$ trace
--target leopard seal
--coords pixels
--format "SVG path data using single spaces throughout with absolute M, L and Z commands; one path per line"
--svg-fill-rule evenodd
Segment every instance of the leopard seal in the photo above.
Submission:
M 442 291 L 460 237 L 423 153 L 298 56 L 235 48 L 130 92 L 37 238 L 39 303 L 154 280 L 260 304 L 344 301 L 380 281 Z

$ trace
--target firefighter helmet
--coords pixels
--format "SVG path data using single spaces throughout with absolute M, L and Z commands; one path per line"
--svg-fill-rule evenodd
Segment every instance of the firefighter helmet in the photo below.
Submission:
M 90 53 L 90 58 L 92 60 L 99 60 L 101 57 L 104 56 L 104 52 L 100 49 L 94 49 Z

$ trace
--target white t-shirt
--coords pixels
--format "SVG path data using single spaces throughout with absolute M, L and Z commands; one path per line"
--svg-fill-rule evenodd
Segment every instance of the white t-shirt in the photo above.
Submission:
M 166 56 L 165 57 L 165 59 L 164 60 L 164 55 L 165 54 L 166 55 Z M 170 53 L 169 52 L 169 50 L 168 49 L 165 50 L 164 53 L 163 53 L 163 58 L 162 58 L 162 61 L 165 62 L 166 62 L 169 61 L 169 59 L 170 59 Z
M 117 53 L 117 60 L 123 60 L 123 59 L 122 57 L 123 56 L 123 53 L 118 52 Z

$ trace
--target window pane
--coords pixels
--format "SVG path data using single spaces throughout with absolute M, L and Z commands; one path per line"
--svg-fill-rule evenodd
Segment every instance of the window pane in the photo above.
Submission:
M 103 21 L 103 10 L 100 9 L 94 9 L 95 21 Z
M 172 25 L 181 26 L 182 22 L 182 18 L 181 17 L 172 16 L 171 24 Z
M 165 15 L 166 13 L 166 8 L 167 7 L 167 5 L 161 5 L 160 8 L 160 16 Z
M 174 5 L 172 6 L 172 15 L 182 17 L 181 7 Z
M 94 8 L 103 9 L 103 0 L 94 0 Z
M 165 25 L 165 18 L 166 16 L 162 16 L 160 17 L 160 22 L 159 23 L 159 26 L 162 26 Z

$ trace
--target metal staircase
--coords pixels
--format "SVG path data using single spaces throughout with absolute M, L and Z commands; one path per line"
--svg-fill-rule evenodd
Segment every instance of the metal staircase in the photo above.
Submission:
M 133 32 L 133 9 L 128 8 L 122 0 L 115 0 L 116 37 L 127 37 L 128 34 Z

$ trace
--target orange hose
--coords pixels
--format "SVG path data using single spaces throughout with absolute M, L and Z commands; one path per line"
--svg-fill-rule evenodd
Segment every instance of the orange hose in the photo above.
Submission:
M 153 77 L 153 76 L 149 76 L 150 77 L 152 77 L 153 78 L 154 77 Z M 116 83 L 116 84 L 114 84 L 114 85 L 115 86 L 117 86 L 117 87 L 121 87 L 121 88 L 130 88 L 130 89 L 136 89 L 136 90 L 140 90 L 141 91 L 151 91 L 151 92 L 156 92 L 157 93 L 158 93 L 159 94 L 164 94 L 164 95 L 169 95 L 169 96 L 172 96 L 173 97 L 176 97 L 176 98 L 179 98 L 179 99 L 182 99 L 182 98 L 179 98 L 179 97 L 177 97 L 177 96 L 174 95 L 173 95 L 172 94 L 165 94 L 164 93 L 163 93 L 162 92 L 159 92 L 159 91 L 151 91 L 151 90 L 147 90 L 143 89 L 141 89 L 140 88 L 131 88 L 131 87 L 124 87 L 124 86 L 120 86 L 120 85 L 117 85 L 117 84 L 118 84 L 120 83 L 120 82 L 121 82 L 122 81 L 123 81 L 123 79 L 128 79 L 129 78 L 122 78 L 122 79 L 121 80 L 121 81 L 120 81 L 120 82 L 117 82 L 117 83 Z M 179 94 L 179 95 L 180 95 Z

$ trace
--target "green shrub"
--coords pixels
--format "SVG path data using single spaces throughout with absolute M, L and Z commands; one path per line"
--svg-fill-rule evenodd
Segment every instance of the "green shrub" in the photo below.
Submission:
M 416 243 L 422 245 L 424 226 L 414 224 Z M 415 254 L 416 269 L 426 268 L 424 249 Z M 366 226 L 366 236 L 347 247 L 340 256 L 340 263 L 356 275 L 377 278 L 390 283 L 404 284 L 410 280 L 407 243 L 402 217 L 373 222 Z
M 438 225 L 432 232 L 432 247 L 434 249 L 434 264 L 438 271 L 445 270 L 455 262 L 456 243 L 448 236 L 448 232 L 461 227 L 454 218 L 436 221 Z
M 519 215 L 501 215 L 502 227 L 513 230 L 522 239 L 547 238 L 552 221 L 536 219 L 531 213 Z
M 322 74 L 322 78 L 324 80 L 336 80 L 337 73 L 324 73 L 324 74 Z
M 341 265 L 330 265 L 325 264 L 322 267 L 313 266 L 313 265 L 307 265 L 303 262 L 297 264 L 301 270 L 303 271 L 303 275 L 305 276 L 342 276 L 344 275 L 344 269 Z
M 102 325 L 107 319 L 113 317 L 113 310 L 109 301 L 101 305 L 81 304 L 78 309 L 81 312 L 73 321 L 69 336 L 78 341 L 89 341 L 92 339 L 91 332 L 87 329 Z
-------------------------
▸ **Given instruction**
Report every line of the entries above that contains the string "staircase", treating uppercase and lowercase letters as different.

▸ **Response**
--target metal staircase
Segment every instance of the metal staircase in the photo above.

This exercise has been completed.